*Exercise aim*
Reproduce the data in its entirety, exactly as supplied.

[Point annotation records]
────────────────────────────────────────
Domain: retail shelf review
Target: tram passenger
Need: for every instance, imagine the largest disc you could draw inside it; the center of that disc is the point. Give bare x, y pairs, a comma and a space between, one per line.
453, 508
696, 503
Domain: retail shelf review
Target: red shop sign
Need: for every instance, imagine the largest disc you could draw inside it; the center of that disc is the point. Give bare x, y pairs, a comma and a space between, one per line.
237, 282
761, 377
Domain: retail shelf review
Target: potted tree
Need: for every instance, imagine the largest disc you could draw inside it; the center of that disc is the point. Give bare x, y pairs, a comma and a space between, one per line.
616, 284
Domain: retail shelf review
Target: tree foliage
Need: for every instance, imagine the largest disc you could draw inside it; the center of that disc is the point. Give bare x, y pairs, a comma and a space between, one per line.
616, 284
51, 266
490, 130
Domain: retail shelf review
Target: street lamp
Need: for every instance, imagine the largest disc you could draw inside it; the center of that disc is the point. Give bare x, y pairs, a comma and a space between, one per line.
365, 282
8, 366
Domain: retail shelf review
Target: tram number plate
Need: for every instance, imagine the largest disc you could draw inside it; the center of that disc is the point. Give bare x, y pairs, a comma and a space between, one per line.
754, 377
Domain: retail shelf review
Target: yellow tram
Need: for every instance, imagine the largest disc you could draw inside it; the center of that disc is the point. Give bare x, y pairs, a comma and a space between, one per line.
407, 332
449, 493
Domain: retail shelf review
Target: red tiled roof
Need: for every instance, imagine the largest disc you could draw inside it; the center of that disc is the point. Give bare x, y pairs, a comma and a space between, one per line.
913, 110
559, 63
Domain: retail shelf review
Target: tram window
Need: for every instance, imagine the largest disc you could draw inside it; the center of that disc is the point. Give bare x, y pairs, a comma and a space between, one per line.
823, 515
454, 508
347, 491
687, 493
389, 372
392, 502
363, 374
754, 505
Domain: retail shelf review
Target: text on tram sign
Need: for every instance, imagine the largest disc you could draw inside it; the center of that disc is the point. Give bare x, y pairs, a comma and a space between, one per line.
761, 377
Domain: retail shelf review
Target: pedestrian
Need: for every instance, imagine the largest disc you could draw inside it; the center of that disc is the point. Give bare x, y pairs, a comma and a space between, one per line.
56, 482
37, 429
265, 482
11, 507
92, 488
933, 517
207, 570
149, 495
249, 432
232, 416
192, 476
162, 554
────────────────────────────────────────
*Result of this exercise*
Domain: retail shelf review
Target: tram passenger
Need: for every instance, imagine the largest disc you could draw inside it; the center of that disc is the point. Give bare x, y pairs, a comma and a space between, one per line.
453, 508
696, 503
Domain: retail shelf review
Target: red shop sign
Need: for every instance, imagine the largest disc you could draw inside it; the center of that disc is the point. Give bare x, y pairs, a comma and a space between, one per line.
237, 282
761, 377
Domain: retail shelf review
Target: potted tree
Need: for every instance, imagine the largest disc you could draw inside it; the center of that disc is the point. Give bare x, y pairs, a comma and a space between, one per line.
616, 284
Domain: retail shelf review
Target: tree foliage
Need: for every instance, imagine the largest disc you could draw inside it; the center of that disc is the point. Give bare x, y pairs, a comma and a space between, one per line.
616, 284
51, 266
490, 130
Domain: retail shelf review
Target: street lamp
Need: for every instance, imagine the largest disc you could draw inside it; the center of that disc is the point. Give bare x, y pairs, a comma and a space between, one per line.
365, 282
8, 366
Domain: retail shelf review
Target: tram number plate
Need: for every instance, imagine the largest disc you could draw inside it; the center of that disc is the point. Give bare x, y pairs, a comma and a space between, one per line.
754, 377
Domain: retail shelf review
Target: yellow tram
Need: for every instance, imagine the largest disc you could draw inside it; the center of that disc is the point. Give bare x, y pairs, a comma and a space between, one per line.
407, 332
449, 493
Domain: retail shelf review
Target: red tiled roof
Need: for every instance, imagine the largest disc you could draw inside it; the center of that disc is the point. Give bare x, y pairs, a comma and a space between, one per line.
913, 110
559, 63
Domain: retail shelf review
Target: tram window
Need: for every instance, imagine the largest disc you could draw inside it; the center of that disc is the point. Give bare x, y pairs, a comma and a space between, one per line.
823, 515
454, 508
347, 491
687, 493
389, 372
392, 502
363, 374
754, 505
Domain: retail shelf review
Target: text on tram sign
Need: for every instance, imagine the largest disc you could draw inside it; the center of that disc is the point. Give bare x, y pairs, a comma and a space between, one per line.
761, 377
Domain: retail shelf review
Target: pedestrian
Need: for every instance, imagine the largest disc you could draw inside it; the center of that disc is the point. Give bare x, y pairs, a comma and a space between, one per line.
56, 482
37, 429
265, 482
11, 507
92, 488
933, 517
207, 570
149, 495
249, 432
232, 416
192, 476
162, 554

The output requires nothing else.